WHAT TO PRODUCE: Carry on the forum thread below about buying a condo in B Global City, picking up right after its last line.

PASSAGE PROVIDED:
--- START ---

# To Buy Condo in B Global City



## Aussie Pete (Jan 9, 2014)

Hi, has any one had experience buying a Condo in B Global City. What are the traps to look out for regarding contracts, titles etc. Do properties in this area have a good ROI ? Is there high demand for re-sales?


----------



## MartinA7 (Nov 14, 2013)

Aussie Pete said:


> Hi, has any one had experience buying a Condo in B Global City. What are the traps to look out for regarding contracts, titles etc. Do properties in this area have a good ROI ? Is there high demand for re-sales?


Hi Pete

BGC is a good place if you're looking into buying property to live in or to invest in. Better than anywhere else in Manila, in my opinion (and experience). Just taking a walk around and you'll immediately see the difference between BGC and the surrounding areas. 

There are a few (2 or 3) good developments that you can look in to for investment. I suggest finding a good property consultant that will present you will ALL the details for each property for comparison. 

There are a whole lot of buildings going up at the moment and I'd say most of them are NOT market driven therefore will have an oversupply and a huge price drop when the construction bubble bursts.

About the deeds, contracts, titles, etc... your consultant can help you through them step-by-step but please do your homework.

Good luck! Cheers


----------



## Aussie Pete (Jan 9, 2014)

MartinA7 said:


> Hi Pete
> 
> BGC is a good place if you're looking into buying property to live in or to invest in. Better than anywhere else in Manila, in my opinion (and experience). Just taking a walk around and you'll immediately see the difference between BGC and the surrounding areas.

--- END ---

Image point annotation entries
--- START ---

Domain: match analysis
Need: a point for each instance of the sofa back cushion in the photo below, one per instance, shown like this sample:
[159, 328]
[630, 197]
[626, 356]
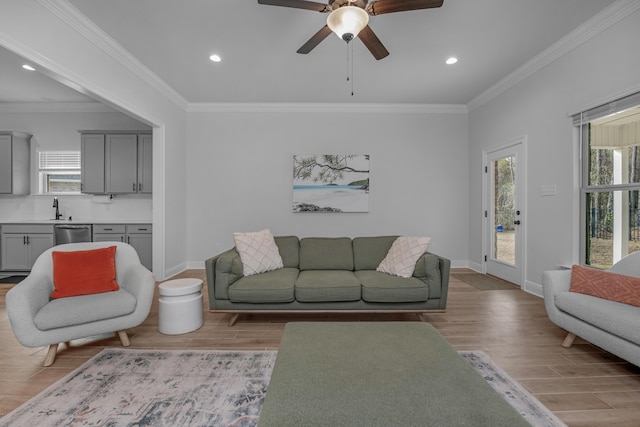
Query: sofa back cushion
[368, 252]
[289, 247]
[326, 253]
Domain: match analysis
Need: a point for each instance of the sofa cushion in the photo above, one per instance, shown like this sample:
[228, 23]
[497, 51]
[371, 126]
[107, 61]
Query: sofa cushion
[616, 318]
[289, 247]
[401, 258]
[383, 287]
[258, 252]
[326, 253]
[605, 284]
[327, 286]
[270, 287]
[368, 252]
[78, 310]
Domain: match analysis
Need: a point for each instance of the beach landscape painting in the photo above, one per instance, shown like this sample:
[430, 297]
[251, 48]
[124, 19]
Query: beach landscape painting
[331, 183]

--- END ---

OUTPUT BELOW:
> 
> ...


Thanks for the input. What area do you live ?


----------



## MartinA7 (Nov 14, 2013)

Aussie Pete said:


> Thanks for the input. What area do you live ?


Makati but I have made some investments around.


----------



## Aussie Pete (Jan 9, 2014)

MartinA7 said:


> Makati but I have made some investments around.


Getting mixed messages regarding purchasing/ ownership issues etc. Seems to be a lot different to purchasing in Aust - as with a lot of things. Will certainly do more home work before rushing in. I still haven't ruled out Makati either.


----------



## MegInAUS (Mar 25, 2014)

*Purchase of Condo*

Hi Aussie Pete,
Where have you gone to for legal advice for purchasing a condo?
My brother (who visits the Phillipines regularly) is signing contracts (that he doesn't understand and neither do I) for one and he hasn't sought any advice. I'm worried for him as he's already had another developer over there do the wrong thing by him.
Meg


----------



## Aussie Pete (Jan 9, 2014)

MegInAUS said:


> Hi Aussie Pete,
> Where have you gone to for legal advice for purchasing a condo?
> My brother (who visits the Phillipines regularly) is signing contracts (that he doesn't understand and neither do I) for one and he hasn't sought any advice. I'm worried for him as he's already had another developer over there do the wrong thing by him.
> Meg


Hi Meg, I have decided not to buy as yet. Forfeited my deposit on one property as I couldn't get definitive answers on my concerns from the developer nor a local lawyer(?). Will continue my research and possibly rent for a while or even just invest in Australia and rent here in the Phils seems the best option.
Your brother should be very wary if he has already been bitten - "once bitten , twice shy". hope he does his homework this time. Let me know if he finds a good, trustworthy lawyer. Will do the same.

Are you and your brother both residing in the Phils?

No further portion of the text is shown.